EXERCISE DETAILS: Arrange all of the material below as a numbered list, one line per item, and omit any blank lines.

/---

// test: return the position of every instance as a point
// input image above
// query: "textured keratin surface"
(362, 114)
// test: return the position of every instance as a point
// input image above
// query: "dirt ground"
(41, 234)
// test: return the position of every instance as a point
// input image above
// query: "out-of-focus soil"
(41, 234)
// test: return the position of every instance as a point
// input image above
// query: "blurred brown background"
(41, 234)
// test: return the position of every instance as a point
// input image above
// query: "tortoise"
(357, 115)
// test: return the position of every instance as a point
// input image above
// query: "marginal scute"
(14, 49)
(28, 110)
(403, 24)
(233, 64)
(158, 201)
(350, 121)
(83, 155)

\---

TASK OUTPUT:
1. // test: return the position of every instance as a point
2. // input image above
3. // query: "textured keratin surface"
4. (362, 114)
5. // test: return the position of every instance as a point
6. // input image above
7. // query: "dirt ground"
8. (41, 234)
9. // test: return the position of every instance as a point
10. // input image above
11. // query: "out-of-focus soil"
12. (41, 234)
13. // test: return the position of every instance as a point
14. // input image above
15. // query: "blurred brown background"
16. (41, 234)
17. // test: return the position of every instance as a point
18. // input image above
19. // query: "tortoise"
20. (357, 115)
21. // test: return the position of every instance as a point
22. // input image above
23. // query: "marginal scute"
24. (14, 49)
25. (28, 110)
26. (403, 24)
27. (233, 64)
28. (158, 201)
29. (350, 121)
30. (83, 155)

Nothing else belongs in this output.